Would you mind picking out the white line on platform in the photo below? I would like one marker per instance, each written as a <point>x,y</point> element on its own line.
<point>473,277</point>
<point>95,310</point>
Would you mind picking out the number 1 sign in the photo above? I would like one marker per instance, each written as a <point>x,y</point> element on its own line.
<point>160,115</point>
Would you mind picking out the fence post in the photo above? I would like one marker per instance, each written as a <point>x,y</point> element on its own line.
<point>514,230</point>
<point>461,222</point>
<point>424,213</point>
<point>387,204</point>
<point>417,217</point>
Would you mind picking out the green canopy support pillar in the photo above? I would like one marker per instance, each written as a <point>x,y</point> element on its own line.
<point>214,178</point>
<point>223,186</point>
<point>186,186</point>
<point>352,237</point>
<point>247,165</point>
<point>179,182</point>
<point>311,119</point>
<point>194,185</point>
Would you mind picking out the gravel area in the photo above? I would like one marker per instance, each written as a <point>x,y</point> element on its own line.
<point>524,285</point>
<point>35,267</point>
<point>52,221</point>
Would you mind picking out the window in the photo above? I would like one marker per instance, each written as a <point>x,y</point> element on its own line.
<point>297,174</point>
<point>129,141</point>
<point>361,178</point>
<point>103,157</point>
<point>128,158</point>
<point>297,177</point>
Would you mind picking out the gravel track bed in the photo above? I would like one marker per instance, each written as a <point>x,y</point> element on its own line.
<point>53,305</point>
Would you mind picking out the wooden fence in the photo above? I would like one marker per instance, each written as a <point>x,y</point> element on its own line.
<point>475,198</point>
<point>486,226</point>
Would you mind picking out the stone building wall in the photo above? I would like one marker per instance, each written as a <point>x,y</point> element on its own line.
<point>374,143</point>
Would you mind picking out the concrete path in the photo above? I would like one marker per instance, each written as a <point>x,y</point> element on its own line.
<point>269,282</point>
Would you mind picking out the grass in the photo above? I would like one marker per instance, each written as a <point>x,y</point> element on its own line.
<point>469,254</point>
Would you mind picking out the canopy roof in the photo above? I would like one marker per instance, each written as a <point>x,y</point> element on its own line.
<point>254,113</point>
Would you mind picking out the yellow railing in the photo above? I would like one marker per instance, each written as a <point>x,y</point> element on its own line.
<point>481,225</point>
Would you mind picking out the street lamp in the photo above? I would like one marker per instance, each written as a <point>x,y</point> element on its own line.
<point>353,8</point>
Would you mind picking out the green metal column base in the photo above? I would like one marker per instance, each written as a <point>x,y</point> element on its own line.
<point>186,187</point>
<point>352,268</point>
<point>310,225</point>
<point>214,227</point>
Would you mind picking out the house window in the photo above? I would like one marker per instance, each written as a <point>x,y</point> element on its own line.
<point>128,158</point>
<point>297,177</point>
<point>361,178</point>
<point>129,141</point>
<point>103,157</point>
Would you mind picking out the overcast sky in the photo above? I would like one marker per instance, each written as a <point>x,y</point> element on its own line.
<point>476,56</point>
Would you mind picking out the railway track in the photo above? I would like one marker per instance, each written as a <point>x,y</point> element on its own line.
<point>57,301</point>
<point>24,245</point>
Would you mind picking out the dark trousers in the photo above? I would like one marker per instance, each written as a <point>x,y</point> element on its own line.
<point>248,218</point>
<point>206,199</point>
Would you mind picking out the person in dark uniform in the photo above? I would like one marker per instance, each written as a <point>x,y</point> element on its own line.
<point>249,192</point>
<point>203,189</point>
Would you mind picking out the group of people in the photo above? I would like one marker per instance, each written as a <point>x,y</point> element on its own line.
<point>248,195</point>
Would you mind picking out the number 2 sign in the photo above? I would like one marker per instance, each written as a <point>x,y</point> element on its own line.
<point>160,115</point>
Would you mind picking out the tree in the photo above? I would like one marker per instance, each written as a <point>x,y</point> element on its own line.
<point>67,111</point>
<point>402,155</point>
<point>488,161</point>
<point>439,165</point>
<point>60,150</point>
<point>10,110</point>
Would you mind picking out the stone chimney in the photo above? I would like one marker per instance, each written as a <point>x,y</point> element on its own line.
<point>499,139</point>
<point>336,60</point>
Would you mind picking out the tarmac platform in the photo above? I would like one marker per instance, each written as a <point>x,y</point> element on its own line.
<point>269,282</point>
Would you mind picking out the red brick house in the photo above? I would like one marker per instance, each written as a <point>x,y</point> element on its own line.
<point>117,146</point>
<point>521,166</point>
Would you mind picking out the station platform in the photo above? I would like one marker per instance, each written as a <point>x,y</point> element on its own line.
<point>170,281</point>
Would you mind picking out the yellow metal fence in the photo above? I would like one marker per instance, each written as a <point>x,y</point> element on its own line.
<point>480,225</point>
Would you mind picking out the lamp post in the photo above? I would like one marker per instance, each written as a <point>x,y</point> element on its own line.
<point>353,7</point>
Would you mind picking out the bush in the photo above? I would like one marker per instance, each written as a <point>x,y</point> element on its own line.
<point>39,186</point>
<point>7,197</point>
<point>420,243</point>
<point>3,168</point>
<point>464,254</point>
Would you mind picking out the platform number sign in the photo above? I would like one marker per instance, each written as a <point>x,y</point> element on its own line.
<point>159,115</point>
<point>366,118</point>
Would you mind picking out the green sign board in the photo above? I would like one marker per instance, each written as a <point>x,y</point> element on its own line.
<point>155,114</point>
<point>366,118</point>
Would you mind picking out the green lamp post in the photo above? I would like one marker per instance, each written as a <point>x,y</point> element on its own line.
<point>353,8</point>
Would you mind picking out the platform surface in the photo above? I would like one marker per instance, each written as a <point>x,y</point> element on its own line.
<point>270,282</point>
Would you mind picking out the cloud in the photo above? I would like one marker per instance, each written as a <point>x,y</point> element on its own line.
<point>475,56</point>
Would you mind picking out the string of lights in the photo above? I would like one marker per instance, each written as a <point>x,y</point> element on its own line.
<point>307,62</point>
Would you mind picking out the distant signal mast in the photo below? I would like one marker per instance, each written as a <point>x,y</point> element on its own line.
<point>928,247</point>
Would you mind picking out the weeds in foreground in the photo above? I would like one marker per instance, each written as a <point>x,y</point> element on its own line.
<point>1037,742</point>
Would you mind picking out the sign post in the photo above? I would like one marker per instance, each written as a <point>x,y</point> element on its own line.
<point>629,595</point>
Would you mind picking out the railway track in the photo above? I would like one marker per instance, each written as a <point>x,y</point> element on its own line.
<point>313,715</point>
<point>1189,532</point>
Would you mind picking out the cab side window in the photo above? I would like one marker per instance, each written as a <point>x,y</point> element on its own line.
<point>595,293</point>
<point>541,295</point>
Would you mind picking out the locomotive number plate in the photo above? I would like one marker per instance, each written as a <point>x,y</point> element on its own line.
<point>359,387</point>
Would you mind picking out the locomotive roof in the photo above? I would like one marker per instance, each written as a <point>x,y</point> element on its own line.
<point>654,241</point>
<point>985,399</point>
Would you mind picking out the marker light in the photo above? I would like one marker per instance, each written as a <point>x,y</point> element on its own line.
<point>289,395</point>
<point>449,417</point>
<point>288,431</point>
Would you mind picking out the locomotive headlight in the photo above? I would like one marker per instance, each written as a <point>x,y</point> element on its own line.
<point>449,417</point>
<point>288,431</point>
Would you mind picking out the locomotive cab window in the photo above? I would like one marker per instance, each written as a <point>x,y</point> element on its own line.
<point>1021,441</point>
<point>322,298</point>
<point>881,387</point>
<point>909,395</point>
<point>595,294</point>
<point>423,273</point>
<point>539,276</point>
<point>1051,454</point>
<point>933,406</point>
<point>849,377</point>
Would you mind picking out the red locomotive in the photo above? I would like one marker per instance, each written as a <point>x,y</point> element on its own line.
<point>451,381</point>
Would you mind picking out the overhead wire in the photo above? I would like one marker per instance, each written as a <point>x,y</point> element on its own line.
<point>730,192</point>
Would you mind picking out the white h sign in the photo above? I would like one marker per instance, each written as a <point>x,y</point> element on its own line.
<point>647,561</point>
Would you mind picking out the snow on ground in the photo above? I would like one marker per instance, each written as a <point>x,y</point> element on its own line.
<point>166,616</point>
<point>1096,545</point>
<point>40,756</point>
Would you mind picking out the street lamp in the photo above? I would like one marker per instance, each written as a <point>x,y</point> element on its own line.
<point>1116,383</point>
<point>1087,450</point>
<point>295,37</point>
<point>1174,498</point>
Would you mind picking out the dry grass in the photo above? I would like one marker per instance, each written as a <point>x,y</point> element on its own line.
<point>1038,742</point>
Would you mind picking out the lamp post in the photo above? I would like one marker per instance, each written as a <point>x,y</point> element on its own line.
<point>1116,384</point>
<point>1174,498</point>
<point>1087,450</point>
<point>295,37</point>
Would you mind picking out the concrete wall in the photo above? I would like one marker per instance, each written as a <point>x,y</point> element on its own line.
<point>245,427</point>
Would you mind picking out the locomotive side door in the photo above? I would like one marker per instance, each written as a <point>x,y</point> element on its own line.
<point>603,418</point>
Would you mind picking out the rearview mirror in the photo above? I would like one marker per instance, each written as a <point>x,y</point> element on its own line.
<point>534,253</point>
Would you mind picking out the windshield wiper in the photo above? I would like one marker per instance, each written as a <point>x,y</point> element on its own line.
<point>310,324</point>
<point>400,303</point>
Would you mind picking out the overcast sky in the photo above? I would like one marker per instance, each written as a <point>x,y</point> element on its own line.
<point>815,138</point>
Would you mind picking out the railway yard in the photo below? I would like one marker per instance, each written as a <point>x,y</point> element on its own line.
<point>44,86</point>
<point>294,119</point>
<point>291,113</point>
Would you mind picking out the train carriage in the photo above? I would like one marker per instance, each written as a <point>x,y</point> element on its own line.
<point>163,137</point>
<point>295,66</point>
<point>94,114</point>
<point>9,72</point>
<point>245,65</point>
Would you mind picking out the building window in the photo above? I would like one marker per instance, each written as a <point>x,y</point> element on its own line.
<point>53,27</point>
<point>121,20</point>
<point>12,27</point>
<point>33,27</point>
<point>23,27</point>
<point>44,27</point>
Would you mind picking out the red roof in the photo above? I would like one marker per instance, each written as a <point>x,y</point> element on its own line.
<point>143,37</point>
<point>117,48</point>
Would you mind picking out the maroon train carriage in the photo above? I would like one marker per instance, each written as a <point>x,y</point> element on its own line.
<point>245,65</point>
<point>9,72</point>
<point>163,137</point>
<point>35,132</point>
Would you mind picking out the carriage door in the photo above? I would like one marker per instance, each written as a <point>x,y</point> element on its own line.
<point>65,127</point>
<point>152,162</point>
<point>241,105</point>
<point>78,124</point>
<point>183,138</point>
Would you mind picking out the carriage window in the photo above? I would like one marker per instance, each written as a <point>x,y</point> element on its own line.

- **Stated task**: Reproduce the data above verbatim, from the line containing "Would you mind picking out the red brick" through the line containing "<point>307,62</point>", both included.

- **Task solution**:
Would you mind picking out the red brick house in the photo above? I would like one marker per instance, each written as a <point>x,y</point> element on its own line.
<point>117,146</point>
<point>521,166</point>
Would you mind picking out the station platform in the photo above? I would like one marker per instance, each written as a <point>x,y</point> element on its own line.
<point>170,281</point>
Would you mind picking out the yellow metal fence in the photo above? I would like one marker per instance, each written as a <point>x,y</point> element on its own line.
<point>480,225</point>
Would you mind picking out the lamp post in the photo above? I would like one marker per instance, each written as a <point>x,y</point> element on its own line.
<point>353,7</point>
Would you mind picking out the bush in the photo above? I would like one marker per instance, each written as a <point>x,y</point> element on its own line.
<point>39,186</point>
<point>7,197</point>
<point>420,243</point>
<point>3,168</point>
<point>464,254</point>
Would you mind picking out the platform number sign in the photo above? I would like one marker per instance, each written as a <point>x,y</point> element on its own line.
<point>159,115</point>
<point>366,118</point>
Would you mind picking out the green sign board in the photo above? I would like one marker per instance, each written as a <point>x,y</point> element on its own line.
<point>155,114</point>
<point>366,118</point>
Would you mind picking out the green lamp post in the photo above? I would like one marker per instance, each written as a <point>x,y</point> element on its own line.
<point>353,8</point>
Would you mind picking out the platform surface in the photo above? I would like one marker per instance, each written as a <point>x,y</point> element on its own line.
<point>270,282</point>
Would you mind picking out the cloud in the photo above? I would like one marker per instance, each written as a <point>x,y</point> element on its own line.
<point>475,56</point>
Would you mind picking out the string of lights in the photo above? I would like one marker per instance, each written as a <point>x,y</point> element on its own line.
<point>307,62</point>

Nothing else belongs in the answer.